Passage to read ->
Figure 1. Rationale for hill sprints improving running economy.
Training Implementation: 
Operating on the information we have -  the runner can maintain aerobic capacity through cycling. The primary component of fitness to address will be RE, and potentially lactate threshold.

Training Running Economy:
Given the particular scenario, consider the following training methods to create a program that will enhance RE with a minimal amount of running volume:
  1. Hill sprints, fast uphill strides, high intensity or sprint intervals (Barnes et al., 2013; Midgley et al. 2007)
  2. Plyometrics - drop jumps, skips for height, broad jumps, uphill bounding/jumping (Saunders et al., 2006)
  3. Strength training - see previous post here
  4. Explosive strength/power training - jump squats, cleans, I also consider hill sprints to be power training (Paavolainen et al., 1999)   
  5. Altitude training, heat acclimation (Saunders et al., 2004)
  6. Beetroot supplementation? Possibly, though research is generally not as effective for highly trained athletes
Practical application:
Outside of the weightroom, the athlete can incorporate fast running and plyometrics into his/her training routine. In this way, cycling can help maintain aerobic capacity and lactate threshold while the run training is focused on improving RE. Below are a few suggested workouts.

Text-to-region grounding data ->
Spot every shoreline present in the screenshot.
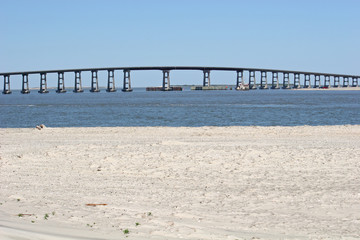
[0,125,360,240]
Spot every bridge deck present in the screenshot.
[0,66,360,78]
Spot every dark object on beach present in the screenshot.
[85,203,107,207]
[36,124,46,130]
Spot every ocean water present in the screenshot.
[0,88,360,128]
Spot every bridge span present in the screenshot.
[0,66,360,94]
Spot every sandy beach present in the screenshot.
[0,125,360,240]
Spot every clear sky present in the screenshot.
[0,0,360,88]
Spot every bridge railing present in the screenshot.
[0,66,360,94]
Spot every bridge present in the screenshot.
[0,66,360,94]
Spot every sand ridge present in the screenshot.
[0,126,360,239]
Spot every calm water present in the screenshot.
[0,89,360,128]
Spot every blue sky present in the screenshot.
[0,0,360,88]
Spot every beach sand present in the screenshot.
[0,126,360,240]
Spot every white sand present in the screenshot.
[0,126,360,240]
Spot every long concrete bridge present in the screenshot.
[0,66,360,94]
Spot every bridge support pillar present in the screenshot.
[3,75,11,94]
[313,75,321,88]
[304,74,311,88]
[282,72,290,89]
[203,70,210,87]
[90,70,100,92]
[235,71,245,90]
[21,74,30,94]
[333,76,340,87]
[249,71,257,89]
[260,72,268,89]
[38,73,49,93]
[106,70,116,92]
[294,73,301,88]
[352,77,359,87]
[56,72,66,93]
[121,69,132,92]
[324,75,331,88]
[73,71,84,93]
[271,72,279,89]
[162,70,170,91]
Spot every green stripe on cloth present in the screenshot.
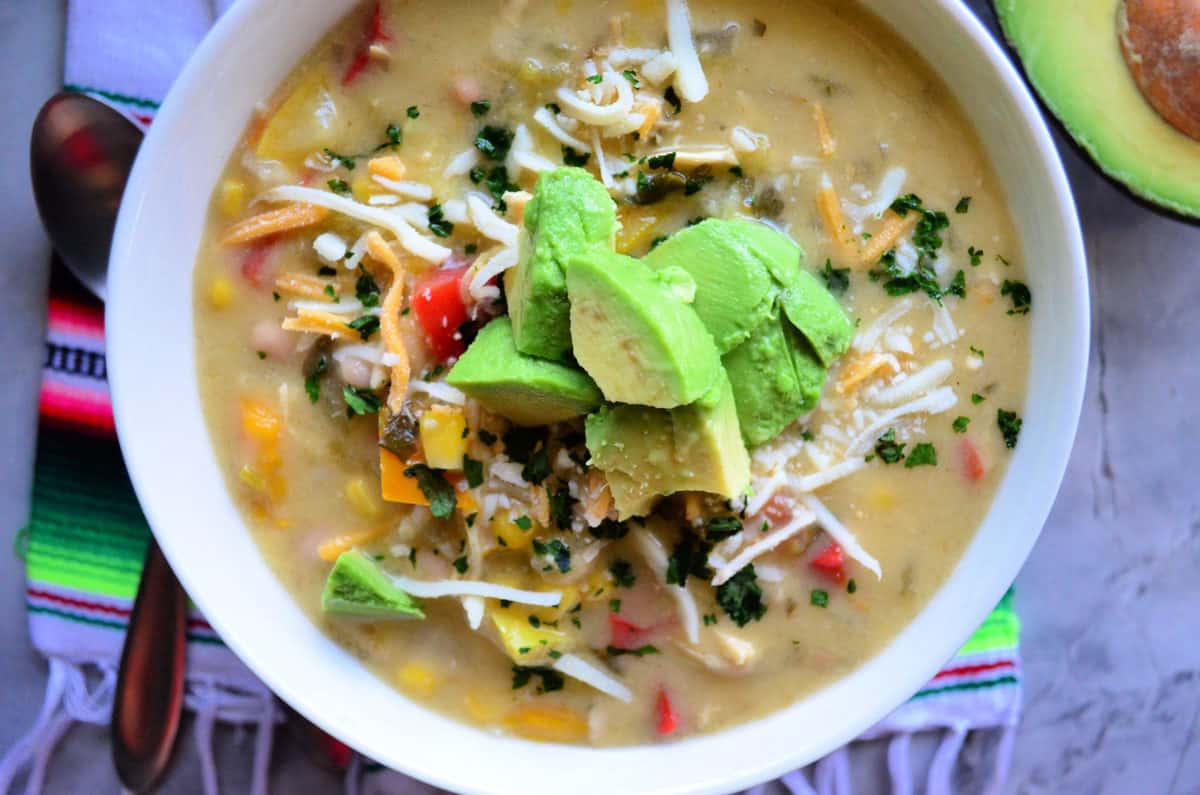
[62,83,158,110]
[912,676,1018,701]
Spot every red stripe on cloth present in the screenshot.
[47,298,104,339]
[37,378,116,434]
[934,659,1016,682]
[25,586,212,632]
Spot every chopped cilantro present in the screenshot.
[821,259,850,295]
[533,538,571,574]
[608,557,637,588]
[430,204,454,238]
[904,442,937,470]
[462,455,484,489]
[667,532,712,587]
[342,384,383,417]
[875,428,905,464]
[716,563,767,627]
[1000,279,1033,315]
[475,125,512,160]
[605,644,659,657]
[646,151,676,171]
[403,468,457,519]
[563,144,592,168]
[996,408,1021,449]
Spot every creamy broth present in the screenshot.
[194,0,1030,746]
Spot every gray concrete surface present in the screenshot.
[0,0,1200,795]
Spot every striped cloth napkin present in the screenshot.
[0,0,1021,795]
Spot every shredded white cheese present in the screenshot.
[667,0,708,102]
[553,654,634,704]
[263,185,454,264]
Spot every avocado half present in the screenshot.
[994,0,1200,217]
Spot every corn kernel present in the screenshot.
[398,663,438,693]
[220,179,246,219]
[491,510,534,550]
[344,478,379,519]
[209,276,233,309]
[420,405,467,470]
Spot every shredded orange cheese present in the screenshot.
[221,202,329,245]
[863,210,920,265]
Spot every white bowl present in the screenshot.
[107,0,1088,795]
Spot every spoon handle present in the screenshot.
[113,538,187,793]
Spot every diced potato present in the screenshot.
[254,70,344,165]
[344,478,379,519]
[220,179,246,219]
[209,276,233,309]
[491,510,535,549]
[487,603,570,665]
[420,406,467,470]
[241,398,282,444]
[396,662,440,694]
[504,704,588,742]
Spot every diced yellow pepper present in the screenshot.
[492,510,534,549]
[617,210,659,253]
[254,70,344,162]
[209,276,233,309]
[504,704,588,742]
[396,663,439,693]
[241,398,283,444]
[420,405,467,470]
[220,179,246,219]
[344,478,379,519]
[487,604,570,665]
[379,447,479,514]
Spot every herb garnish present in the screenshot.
[716,563,767,627]
[996,408,1021,449]
[404,464,457,519]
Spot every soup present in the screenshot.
[194,0,1031,746]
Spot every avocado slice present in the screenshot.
[995,0,1200,217]
[505,168,617,359]
[642,219,772,353]
[722,312,826,448]
[782,270,854,367]
[320,548,425,618]
[566,249,721,408]
[446,317,604,425]
[584,372,750,519]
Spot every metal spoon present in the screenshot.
[29,94,187,793]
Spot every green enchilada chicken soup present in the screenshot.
[194,0,1032,746]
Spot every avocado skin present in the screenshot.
[446,317,604,425]
[506,167,617,360]
[584,373,750,519]
[320,548,425,618]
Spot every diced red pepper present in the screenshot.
[809,543,846,582]
[413,265,467,361]
[241,235,277,289]
[342,2,391,85]
[608,612,654,648]
[959,438,988,482]
[654,691,679,737]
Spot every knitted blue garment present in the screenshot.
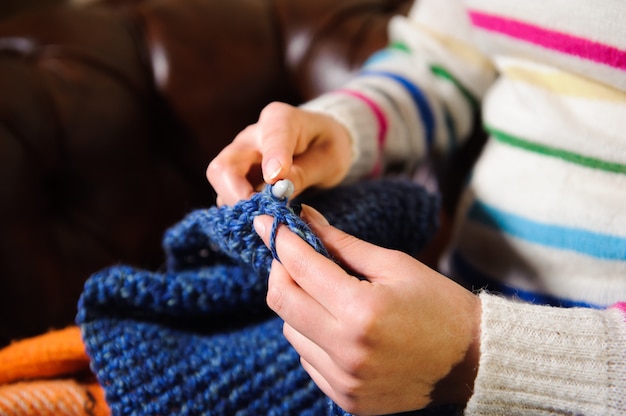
[76,179,458,415]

Exercise requirements ->
(1) Set down, word for word, the part of the passage on running economy training that opens with the words containing "Figure 1. Rationale" and closes with "potentially lactate threshold.".
(2) Say whether each statement below agrees with the passage on running economy training, answering yes or no and quoting the words from the passage that decide it.
(a) The runner can keep up aerobic capacity by cycling.
(b) Beetroot supplementation is described as highly effective for highly trained athletes.
(c) Drop jumps are listed among the plyometric exercises.
(3) Extend the passage on running economy training, picking up right after its final sentence.

Outputs for the tasks ->
(1)
Figure 1. Rationale for hill sprints improving running economy.
Training Implementation: 
Operating on the information we have -  the runner can maintain aerobic capacity through cycling. The primary component of fitness to address will be RE, and potentially lactate threshold.

(2)
(a) Yes: "the runner can maintain aerobic capacity through cycling"
(b) No: "research is generally not as effective for highly trained athletes"
(c) Yes: "Plyometrics - drop jumps"

(3)
  • 20:00 easy-moderate run with 10 x 10-12s maximal effort hill sprints + 60-90:00 moderate cycling
  • plyometrics with uphill jumps and bounding + 60-90:00 cycling with 20x30(30) intervals
  • 6-8 x 400m run @ >3000m pace + 30-60:00 easy-moderate cycling
Any one of these workouts could be completed as one bout, divided into two sessions in one day, or separated by days (run on one day, ride the next). That will likely depend on the individual athlete's goals, abilities, preferences, and injury concerns.


Barnes, K. R., Hopkins, W. G., McGuigan, M. R., & Kilding, A. E. (2013). Effects of Different Uphill Interval-Training Programs on Running Economy and Performance. Int J Sports Physiol Perform.
Etxebarria, N., Anson, J. M., Pyne, D. B., & Ferguson, R. A. (2013). High-intensity cycle interval training improves cycling and running performance in triathletes. Eur J Sport Sci.
Gregor, R. J., Komi, P. V., & Järvinen, M. (1987). Achilles Tendon Forces During Cycling. Int J Sports Med, 08(S 1), S9-S14.
Midgley, A. W., McNaughton, L. R., & Jones, A. M. (2007). Training to enhance the physiological determinants of long-distance running performance: can valid recommendations be given to runners and coaches based on current scientific knowledge? Sports Med, 37(10), 857-880.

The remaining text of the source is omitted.